EXERCISE GOAL → Start with the first line of the records below. Output each line exactly, ending with the one that contains "positive clicks: (292, 106) (325, 143)".

SOURCE INFORMATION →
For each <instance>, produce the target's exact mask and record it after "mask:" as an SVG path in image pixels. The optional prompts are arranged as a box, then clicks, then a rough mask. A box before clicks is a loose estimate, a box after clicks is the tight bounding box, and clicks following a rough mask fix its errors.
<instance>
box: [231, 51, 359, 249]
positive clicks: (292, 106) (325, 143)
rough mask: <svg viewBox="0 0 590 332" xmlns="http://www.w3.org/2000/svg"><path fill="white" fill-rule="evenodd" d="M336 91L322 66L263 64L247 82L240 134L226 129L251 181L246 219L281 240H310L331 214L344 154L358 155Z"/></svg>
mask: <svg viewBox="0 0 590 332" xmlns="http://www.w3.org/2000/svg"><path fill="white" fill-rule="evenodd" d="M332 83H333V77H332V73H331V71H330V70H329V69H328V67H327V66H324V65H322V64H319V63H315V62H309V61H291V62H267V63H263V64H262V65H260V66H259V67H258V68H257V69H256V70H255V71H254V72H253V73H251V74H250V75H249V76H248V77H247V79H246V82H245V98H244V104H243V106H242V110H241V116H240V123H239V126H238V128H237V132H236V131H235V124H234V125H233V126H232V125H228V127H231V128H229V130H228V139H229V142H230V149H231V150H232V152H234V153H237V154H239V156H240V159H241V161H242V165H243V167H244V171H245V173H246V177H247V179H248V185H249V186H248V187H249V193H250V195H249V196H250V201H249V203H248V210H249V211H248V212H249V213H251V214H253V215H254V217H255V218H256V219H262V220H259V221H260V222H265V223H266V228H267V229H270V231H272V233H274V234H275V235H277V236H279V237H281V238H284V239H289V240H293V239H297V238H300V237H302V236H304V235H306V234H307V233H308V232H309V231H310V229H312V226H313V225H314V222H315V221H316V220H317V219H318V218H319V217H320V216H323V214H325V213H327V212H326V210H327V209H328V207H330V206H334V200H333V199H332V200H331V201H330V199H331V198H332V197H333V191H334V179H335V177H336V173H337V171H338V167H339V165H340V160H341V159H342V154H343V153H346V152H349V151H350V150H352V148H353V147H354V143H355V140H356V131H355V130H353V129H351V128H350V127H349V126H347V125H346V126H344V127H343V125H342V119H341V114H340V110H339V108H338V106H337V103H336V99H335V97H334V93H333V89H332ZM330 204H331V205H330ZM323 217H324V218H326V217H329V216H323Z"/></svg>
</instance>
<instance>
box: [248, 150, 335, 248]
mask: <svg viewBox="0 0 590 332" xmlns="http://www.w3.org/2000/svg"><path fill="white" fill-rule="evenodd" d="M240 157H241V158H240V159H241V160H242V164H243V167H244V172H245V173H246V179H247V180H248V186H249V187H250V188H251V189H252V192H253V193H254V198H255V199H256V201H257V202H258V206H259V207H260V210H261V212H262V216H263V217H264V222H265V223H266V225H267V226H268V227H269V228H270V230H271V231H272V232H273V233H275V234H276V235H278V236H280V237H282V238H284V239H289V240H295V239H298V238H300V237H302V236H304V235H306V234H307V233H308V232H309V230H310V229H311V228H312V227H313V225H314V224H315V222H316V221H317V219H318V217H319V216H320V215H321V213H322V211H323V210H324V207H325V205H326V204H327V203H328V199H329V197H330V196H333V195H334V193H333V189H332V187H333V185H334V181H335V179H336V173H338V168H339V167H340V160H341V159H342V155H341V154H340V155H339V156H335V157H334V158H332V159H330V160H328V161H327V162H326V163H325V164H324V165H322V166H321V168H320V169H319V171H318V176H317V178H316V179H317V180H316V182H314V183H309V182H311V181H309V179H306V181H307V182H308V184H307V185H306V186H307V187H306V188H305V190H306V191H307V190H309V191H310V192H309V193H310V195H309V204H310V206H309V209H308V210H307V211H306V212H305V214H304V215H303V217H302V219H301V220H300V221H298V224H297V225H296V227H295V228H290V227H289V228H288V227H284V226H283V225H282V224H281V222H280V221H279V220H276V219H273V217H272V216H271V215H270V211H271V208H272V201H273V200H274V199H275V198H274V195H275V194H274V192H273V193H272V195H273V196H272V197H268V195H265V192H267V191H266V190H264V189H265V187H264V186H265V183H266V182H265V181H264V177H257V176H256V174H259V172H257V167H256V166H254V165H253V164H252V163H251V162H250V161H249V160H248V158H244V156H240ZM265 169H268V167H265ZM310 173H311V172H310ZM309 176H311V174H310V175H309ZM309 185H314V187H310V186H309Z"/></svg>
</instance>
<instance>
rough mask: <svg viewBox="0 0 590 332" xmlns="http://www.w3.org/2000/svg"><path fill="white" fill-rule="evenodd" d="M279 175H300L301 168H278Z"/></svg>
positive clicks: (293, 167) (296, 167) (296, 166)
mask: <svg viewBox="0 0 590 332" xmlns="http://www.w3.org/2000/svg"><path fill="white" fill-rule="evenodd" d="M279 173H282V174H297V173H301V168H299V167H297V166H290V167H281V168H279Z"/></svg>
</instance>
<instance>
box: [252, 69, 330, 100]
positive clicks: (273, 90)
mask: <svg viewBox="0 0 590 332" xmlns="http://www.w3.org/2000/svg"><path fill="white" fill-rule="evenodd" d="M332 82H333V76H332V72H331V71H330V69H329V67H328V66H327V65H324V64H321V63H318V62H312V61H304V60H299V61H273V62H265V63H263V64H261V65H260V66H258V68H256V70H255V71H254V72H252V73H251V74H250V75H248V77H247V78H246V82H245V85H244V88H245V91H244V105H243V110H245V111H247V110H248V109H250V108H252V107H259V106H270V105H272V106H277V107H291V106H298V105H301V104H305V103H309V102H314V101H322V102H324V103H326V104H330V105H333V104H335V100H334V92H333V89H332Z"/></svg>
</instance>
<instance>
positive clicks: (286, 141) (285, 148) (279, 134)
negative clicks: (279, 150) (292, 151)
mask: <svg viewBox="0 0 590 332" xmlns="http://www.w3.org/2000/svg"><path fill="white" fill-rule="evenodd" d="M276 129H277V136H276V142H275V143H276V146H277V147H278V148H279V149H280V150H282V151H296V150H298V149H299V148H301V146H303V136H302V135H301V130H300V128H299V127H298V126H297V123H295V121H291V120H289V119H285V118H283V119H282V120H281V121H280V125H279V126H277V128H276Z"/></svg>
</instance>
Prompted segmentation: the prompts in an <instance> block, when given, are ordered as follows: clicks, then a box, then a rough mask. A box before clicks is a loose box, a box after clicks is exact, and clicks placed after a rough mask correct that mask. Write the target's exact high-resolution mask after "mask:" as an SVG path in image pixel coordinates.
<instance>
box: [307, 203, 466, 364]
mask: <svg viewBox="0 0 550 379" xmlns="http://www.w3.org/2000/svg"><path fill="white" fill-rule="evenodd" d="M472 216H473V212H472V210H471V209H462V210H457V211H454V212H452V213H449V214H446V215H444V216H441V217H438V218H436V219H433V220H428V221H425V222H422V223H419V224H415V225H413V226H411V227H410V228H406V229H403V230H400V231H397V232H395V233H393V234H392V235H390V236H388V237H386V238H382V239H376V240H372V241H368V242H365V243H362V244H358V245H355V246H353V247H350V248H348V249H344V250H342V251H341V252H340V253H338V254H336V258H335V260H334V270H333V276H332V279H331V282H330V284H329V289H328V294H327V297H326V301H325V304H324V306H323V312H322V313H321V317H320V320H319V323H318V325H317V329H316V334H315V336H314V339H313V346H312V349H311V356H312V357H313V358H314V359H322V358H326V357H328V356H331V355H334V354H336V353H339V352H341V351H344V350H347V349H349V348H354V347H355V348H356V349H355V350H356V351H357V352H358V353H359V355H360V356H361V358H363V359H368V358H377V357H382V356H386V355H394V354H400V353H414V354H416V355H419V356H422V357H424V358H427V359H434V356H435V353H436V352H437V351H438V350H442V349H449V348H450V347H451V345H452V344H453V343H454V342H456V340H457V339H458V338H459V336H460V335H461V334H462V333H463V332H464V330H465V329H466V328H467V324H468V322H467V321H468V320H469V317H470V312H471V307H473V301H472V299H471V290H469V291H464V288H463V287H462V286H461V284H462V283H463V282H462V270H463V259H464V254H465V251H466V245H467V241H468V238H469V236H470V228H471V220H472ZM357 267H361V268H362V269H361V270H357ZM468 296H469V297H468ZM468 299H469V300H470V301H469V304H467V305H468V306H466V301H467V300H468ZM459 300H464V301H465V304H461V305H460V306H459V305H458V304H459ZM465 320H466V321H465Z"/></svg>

SOLUTION FOR THIS PROBLEM →
For each <instance>, produce the target's exact mask and record it after "mask:" as an SVG path in image pixels. The optional prompts are arranged as a box, then clicks, then a rough mask. A box before clicks is a loose estimate, a box after clicks is the tight bounding box, and clicks following a rough mask fix its errors.
<instance>
box: [231, 51, 359, 249]
positive clicks: (292, 106) (325, 143)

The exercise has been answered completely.